[Work required] The listing has to be given again in full and exactly.

[Data for this exercise]
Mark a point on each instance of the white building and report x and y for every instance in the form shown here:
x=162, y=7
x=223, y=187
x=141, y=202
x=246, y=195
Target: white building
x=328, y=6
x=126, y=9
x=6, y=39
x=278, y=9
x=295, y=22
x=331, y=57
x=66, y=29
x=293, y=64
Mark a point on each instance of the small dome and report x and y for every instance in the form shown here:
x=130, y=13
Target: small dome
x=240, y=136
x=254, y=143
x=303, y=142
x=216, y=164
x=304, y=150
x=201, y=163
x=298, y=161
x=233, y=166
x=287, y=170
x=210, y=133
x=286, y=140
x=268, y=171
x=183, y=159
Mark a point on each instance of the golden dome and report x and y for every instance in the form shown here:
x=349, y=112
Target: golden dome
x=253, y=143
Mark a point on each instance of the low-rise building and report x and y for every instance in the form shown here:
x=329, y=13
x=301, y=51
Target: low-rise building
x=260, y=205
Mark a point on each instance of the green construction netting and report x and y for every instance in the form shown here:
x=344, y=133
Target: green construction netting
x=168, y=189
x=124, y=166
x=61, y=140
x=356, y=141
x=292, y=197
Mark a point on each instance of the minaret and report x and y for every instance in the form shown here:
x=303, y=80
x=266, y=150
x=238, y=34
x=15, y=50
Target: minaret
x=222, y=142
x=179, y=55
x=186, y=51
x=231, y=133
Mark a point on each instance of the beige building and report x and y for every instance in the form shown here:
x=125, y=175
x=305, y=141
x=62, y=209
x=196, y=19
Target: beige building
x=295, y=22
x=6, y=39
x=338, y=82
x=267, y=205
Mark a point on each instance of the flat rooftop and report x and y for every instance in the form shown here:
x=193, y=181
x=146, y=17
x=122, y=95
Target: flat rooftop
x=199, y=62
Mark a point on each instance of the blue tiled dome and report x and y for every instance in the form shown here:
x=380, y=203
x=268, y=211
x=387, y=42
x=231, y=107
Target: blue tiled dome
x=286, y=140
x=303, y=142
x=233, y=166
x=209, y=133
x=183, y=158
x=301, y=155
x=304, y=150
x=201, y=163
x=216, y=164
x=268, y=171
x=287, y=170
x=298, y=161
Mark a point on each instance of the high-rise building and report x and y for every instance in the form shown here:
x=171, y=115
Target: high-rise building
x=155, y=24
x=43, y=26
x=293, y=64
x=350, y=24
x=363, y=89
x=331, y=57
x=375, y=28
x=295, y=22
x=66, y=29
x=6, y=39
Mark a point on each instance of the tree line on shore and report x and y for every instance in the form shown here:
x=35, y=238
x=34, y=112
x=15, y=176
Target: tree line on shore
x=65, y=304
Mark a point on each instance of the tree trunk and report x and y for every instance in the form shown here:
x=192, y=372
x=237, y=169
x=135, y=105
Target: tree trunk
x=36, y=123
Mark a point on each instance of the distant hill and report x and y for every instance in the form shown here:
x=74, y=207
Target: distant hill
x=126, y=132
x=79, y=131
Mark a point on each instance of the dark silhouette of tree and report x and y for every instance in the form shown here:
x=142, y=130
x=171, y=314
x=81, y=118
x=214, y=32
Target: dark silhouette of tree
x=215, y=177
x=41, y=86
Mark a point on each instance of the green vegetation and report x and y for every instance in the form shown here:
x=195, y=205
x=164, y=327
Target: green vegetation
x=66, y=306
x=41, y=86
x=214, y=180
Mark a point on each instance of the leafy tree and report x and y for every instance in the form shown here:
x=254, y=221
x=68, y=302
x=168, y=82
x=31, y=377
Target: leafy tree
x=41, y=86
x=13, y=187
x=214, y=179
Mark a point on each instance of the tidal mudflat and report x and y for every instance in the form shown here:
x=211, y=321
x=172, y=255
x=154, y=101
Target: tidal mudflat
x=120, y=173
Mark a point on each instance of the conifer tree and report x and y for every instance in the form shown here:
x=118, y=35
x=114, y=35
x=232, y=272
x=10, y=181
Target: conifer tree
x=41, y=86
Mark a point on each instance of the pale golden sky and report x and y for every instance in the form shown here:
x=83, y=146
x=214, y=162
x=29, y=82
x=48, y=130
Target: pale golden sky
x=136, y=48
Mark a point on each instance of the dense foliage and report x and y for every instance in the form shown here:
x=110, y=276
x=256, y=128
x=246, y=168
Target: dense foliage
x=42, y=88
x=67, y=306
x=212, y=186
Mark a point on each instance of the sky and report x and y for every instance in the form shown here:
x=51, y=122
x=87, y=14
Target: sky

[Completed task]
Mark a point on each instance of the white building and report x and y for every instance in the form shown here:
x=162, y=7
x=223, y=187
x=141, y=202
x=246, y=195
Target: white building
x=328, y=6
x=126, y=9
x=6, y=39
x=278, y=9
x=295, y=22
x=331, y=57
x=66, y=29
x=293, y=64
Mark a point on each instance of the small dome and report x and y for every instance in the form shown here:
x=130, y=13
Target: small dome
x=240, y=136
x=254, y=143
x=303, y=142
x=216, y=164
x=304, y=150
x=201, y=163
x=298, y=161
x=233, y=166
x=287, y=170
x=210, y=133
x=286, y=140
x=268, y=171
x=183, y=159
Mark a point on each instance of the golden dome and report x and y for every instance in the form shown here:
x=349, y=112
Target: golden dome
x=253, y=143
Mark a point on each instance of the low-rise building and report x and y for every instance in the form shown here:
x=329, y=13
x=301, y=51
Target: low-rise building
x=260, y=205
Mark a point on each instance of the green construction netting and report x and y for every instance in the form shown here:
x=344, y=133
Target: green construction netting
x=168, y=189
x=124, y=166
x=61, y=140
x=356, y=141
x=292, y=197
Mark a point on each instance of the minaret and report x and y for every instance in the form shown here:
x=303, y=80
x=266, y=150
x=238, y=34
x=15, y=50
Target: minaret
x=222, y=142
x=179, y=55
x=186, y=51
x=231, y=133
Mark a point on each instance of the beige building and report x and y for every instance in the form shown here:
x=125, y=175
x=305, y=141
x=62, y=209
x=196, y=19
Target: beige building
x=295, y=22
x=6, y=39
x=338, y=82
x=267, y=205
Mark a point on each instance of the flat rooftop and report x and y for every instance in the form shown here:
x=193, y=181
x=146, y=17
x=122, y=95
Target: flat rooftop
x=199, y=62
Mark a point on each instance of the blue tiled dome and report x and y for every instance in the form shown here:
x=380, y=203
x=268, y=211
x=387, y=42
x=231, y=107
Target: blue tiled dome
x=286, y=140
x=303, y=142
x=233, y=166
x=209, y=133
x=183, y=158
x=301, y=155
x=304, y=150
x=201, y=163
x=216, y=164
x=268, y=171
x=287, y=170
x=298, y=161
Mark a point on each instance of the high-rise building and report x and y for every instance in the form shown here:
x=171, y=115
Target: high-rise building
x=155, y=24
x=43, y=26
x=293, y=64
x=350, y=24
x=363, y=89
x=331, y=57
x=375, y=28
x=295, y=22
x=66, y=29
x=6, y=39
Mark a point on each instance of the tree line on shore and report x and y for every instance in the form shown here:
x=35, y=238
x=34, y=112
x=15, y=176
Target: tree line on shore
x=65, y=304
Mark a point on each instance of the tree trunk and report x and y for every instance in the form shown here:
x=192, y=372
x=237, y=169
x=135, y=105
Target: tree trunk
x=36, y=123
Mark a point on each instance of the distant hill and report x and y for every instance in the form shown here:
x=74, y=207
Target: distant hill
x=126, y=132
x=79, y=131
Mark a point on each instance of the dark silhouette of tree and report x and y for every instance in the form shown here:
x=142, y=130
x=171, y=314
x=81, y=118
x=214, y=32
Target: dark silhouette of tree
x=215, y=177
x=41, y=86
Mark a point on each instance of the green vegetation and report x and y for every instance in the form shown here:
x=195, y=205
x=164, y=327
Target: green vegetation
x=66, y=306
x=41, y=86
x=214, y=180
Mark a point on each instance of the leafy tree and report x and y for every instance in the form shown here:
x=254, y=221
x=68, y=302
x=168, y=82
x=31, y=377
Target: leafy tree
x=41, y=86
x=13, y=187
x=214, y=179
Mark a point on each instance of the tidal mudflat and report x and y for every instance in the form shown here:
x=211, y=321
x=172, y=255
x=154, y=101
Target: tidal mudflat
x=120, y=173
Mark a point on each instance of the conifer tree and report x and y for every instance in the form shown here:
x=118, y=35
x=114, y=35
x=232, y=272
x=10, y=181
Target: conifer tree
x=41, y=86
Mark a point on each instance of the pale golden sky and report x and y for every instance in the form shown here:
x=83, y=146
x=214, y=162
x=29, y=82
x=48, y=130
Target: pale golden sky
x=136, y=48
Mark a point on each instance of the dense foliage and report x and y for every instance in the form shown here:
x=110, y=276
x=256, y=128
x=246, y=168
Target: dense foliage
x=42, y=88
x=67, y=306
x=212, y=186
Mark a point on each instance of the sky and report x and y for every instance in the form shown here:
x=51, y=122
x=87, y=14
Target: sky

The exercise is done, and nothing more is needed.